─── Selected passage

How Poetry Can Kill You [Chapter on SKIN IN THE GAME]

Ask a polyglot who knows Arabic who he considers the best poet —in any language— and odds are that he would answer Almutanabbi who lived about a thousand years ago; his poetry in the original has a hypnotic effect only rivaled by the grip of Pushkin on Russian speakers. The problem is that Almutanabbi knew it; his name was literally, “he who thinks about himself as a prophet”, on account of his perceived large ego. For a taste of his bombast, one of his poems informs us that his poetry is so potent “that blind people can read it” and “deaf people can listen to it”. Well, Almutanabbi walked the walk —a rare case of a poet with skin in the game, dying for his poetry.
For in the same egotistical poem, Almutanabbi boasts, in a breathtaking display of linguistic magic, that in addition to being the most imaginably potent poet —which I insist he was – he knew “the horse, the night, the desert, the pen, the book” —and thanks to his courage got respect from the lion.

──────
─── Raw data

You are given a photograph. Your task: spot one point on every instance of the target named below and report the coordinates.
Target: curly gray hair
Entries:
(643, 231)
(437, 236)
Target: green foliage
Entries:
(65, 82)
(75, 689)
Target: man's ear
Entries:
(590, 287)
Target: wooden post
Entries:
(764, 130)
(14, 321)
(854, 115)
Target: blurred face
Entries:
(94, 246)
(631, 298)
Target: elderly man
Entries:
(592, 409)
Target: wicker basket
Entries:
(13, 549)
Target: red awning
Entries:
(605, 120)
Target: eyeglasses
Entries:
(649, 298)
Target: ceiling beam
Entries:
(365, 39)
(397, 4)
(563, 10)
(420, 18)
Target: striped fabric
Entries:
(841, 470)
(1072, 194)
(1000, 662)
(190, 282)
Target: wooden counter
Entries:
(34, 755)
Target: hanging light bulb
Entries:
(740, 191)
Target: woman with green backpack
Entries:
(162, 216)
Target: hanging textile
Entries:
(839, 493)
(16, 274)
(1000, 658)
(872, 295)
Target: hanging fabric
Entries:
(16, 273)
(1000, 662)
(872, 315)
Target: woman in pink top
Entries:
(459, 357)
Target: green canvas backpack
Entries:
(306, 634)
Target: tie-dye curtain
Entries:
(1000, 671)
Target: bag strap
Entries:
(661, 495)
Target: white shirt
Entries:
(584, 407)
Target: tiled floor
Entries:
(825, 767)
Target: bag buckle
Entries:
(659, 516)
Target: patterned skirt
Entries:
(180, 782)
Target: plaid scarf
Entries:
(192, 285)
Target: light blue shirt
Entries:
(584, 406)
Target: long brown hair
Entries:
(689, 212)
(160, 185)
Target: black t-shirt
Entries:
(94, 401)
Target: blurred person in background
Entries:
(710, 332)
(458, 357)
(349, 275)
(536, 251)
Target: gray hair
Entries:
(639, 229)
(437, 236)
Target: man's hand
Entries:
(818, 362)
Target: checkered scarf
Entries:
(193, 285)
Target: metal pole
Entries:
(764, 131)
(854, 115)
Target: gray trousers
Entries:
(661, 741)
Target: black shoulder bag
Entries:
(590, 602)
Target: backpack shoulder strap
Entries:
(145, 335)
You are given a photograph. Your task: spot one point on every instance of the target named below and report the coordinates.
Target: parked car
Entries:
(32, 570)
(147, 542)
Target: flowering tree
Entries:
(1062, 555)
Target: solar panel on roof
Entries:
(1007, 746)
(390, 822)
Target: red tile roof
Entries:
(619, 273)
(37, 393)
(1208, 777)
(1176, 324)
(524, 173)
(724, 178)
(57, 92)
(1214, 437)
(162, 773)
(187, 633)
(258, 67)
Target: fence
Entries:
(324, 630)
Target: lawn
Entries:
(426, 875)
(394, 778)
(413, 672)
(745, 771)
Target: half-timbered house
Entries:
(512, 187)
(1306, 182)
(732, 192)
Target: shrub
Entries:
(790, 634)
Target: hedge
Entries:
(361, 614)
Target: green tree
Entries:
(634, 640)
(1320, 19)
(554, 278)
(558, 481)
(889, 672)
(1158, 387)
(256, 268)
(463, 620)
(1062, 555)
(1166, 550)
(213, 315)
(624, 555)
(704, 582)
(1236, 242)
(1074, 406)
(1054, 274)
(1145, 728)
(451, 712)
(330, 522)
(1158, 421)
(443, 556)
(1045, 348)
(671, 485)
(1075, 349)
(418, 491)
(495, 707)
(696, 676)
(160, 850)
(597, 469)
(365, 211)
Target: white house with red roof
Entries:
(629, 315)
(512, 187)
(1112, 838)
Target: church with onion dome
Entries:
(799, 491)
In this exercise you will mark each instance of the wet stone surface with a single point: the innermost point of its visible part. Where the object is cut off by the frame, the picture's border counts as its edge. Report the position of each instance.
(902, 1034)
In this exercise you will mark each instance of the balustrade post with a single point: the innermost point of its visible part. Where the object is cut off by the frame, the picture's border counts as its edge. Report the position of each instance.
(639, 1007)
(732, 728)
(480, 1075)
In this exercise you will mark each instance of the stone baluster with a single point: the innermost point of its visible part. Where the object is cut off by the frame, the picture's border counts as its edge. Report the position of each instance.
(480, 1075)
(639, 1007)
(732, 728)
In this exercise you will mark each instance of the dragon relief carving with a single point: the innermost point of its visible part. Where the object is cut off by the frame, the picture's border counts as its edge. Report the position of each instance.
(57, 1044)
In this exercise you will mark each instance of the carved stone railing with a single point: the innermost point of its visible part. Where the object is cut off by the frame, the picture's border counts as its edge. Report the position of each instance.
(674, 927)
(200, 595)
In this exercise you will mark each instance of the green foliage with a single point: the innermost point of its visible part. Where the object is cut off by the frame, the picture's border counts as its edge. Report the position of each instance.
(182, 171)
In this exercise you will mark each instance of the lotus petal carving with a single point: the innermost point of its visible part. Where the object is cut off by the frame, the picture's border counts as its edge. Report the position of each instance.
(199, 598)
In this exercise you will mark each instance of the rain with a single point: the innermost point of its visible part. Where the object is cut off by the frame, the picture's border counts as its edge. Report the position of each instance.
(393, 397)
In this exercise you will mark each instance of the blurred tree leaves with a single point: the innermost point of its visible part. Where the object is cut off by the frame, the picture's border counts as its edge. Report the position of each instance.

──────

■ **Exercise 1**: According to the passage about Almutanabbi, what did his name literally mean?
■ **Exercise 2**: Continue the passage about Almutanabbi from the point where it stops.

■ **Task result 1**: It literally meant "he who thinks about himself as a prophet."

■ **Task result 2**:
Well, the poem cost him his life. For Almutanabbi had —characteristically— vilified a desert tribe in one of his poems and they were out to get him. They reached him as he was traveling. As he was outnumbered, he started to do the rational thing and run away, without shame, except that one of his companions started reciting “the horse, the night…” back at him. He turned around and confronted the tribe to his certain death. Thus Almutanabbi stays, a thousand years later, as the poet who died simply to avoid the dishonor of running away and when we recite his verses we know they are genuine.